▶ AIM OF THE EXERCISE: Print the records exactly. Every mark must remain.

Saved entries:
* * *

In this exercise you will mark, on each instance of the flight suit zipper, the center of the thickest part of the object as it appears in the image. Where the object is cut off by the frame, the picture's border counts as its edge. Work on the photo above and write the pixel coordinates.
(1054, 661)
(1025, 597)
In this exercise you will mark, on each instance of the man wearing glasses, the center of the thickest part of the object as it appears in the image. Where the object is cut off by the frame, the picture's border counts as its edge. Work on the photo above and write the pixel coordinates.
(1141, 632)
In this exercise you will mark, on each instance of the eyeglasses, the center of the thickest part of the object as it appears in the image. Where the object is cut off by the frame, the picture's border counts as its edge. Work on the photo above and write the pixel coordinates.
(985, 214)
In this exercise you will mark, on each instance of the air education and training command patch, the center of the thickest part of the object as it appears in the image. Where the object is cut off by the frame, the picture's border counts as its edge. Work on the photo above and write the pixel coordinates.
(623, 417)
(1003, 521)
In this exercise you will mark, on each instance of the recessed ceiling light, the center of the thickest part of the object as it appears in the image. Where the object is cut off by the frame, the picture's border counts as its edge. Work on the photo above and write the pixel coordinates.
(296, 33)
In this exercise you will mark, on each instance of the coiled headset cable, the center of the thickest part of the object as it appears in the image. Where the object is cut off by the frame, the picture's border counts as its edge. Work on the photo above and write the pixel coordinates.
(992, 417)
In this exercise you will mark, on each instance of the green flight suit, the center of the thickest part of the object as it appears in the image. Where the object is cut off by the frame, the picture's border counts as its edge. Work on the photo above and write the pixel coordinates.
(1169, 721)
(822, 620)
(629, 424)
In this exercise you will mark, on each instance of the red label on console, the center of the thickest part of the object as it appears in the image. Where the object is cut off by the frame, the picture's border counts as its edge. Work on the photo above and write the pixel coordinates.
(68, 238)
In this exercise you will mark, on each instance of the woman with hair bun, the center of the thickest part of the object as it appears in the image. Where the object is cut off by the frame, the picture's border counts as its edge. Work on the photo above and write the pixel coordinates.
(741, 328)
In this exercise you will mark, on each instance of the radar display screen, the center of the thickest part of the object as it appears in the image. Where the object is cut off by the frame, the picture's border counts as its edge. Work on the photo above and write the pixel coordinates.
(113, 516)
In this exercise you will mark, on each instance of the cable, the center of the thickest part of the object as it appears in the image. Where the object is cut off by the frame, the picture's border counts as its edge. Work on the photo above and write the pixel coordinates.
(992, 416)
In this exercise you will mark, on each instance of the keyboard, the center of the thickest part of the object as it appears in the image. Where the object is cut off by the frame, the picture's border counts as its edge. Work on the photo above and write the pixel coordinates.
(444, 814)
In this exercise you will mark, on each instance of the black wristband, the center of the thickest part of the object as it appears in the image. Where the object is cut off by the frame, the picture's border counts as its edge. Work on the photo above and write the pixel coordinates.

* * *

▶ RESULT OF THE EXERCISE:
In this exercise you will mark, on each instance of the flight suit zipper, the center of the thickest part of the object as it appears in the image. Where the object is cut off by the frame, the picture's border counts as its edge. Work on the photo above and write the pixel coordinates.
(1054, 661)
(1025, 597)
In this exercise you will mark, on each instance of the man wearing glasses, the center of the thickest part of the object as it appears in the image. Where the object is cut off by the frame, the picture's border counts as its edge. Work on the photo above and write the pixel coordinates.
(1141, 632)
In this exercise you will mark, on each instance of the eyeglasses, the center of the thickest part of the object as it appears in the image. Where the object is cut off by the frame, the picture's border counts as its edge. Work on the photo above and write the pixel coordinates.
(985, 214)
In this exercise you will mark, on each instance of the air education and training command patch, the center of the thickest part of the object as it appears in the image. Where the object is cut off by the frame, the picture's border counts as its edge. Work on the photo above and write the pixel coordinates.
(623, 417)
(1003, 521)
In this exercise you will mark, on each instance of the recessed ceiling light, the center of the thickest part of the object as it appears in the image. Where the object is cut off by the frame, the picture's border counts as its edge. Work on the photo above and write the pixel coordinates.
(296, 33)
In this exercise you will mark, on each instance of the coiled headset cable, the center of the thickest part of the object as it appears in the image. Where the object is cut off by the frame, the picture's border counts as its edge. Work on the photo above and write the pixel coordinates.
(992, 417)
In this exercise you will mark, on each instance of the green flight suit, the center of the thickest part of the object as it appears in the image. Where the object is cut off by the frame, the picture's border counts as its edge. Work on the photo above and write the pixel coordinates.
(1169, 721)
(822, 620)
(629, 424)
In this exercise you will mark, on each instance of the red label on console, the center of the thickest part of the object as it appears in the image. Where the object is cut off by the frame, the picture's border counts as its edge. Work on the photo above and write the pixel coordinates.
(68, 238)
In this exercise you will mark, on each instance of the woman with hair bun, the center of the thickest part of the object as it appears in the image. Where the object is cut off by the frame, the picture's border counts as its edge. Work on the photo above and write the pixel coordinates.
(741, 328)
In this exercise you will mark, on each instance of the radar display screen, the center of the thickest part of the object as it appears in the image. Where the object is cut off by the frame, the picture's border counts as its edge. Work on the photo above and write the pixel coordinates.
(113, 516)
In this exercise you will mark, on each instance of the cable, the center of the thickest part of the object as it appears in the image. Where the object is cut off by the frame, the picture's border counts as its edge. Work on the photo above and write the pixel coordinates.
(992, 416)
In this exercise you will mark, on each instance of the keyboard, the center of the thickest part of the object as it appears in the image. Where the object is cut off by the frame, the picture's border counts as its edge. Work on the photo above and write the pixel coordinates.
(444, 814)
In this exercise you will mark, on each instance of the black wristband, the center of the thickest part of the object as it appears in the image. Where the object is cut off by the frame, the picture's border counts as its edge. Work on the photo above and write the pixel coordinates.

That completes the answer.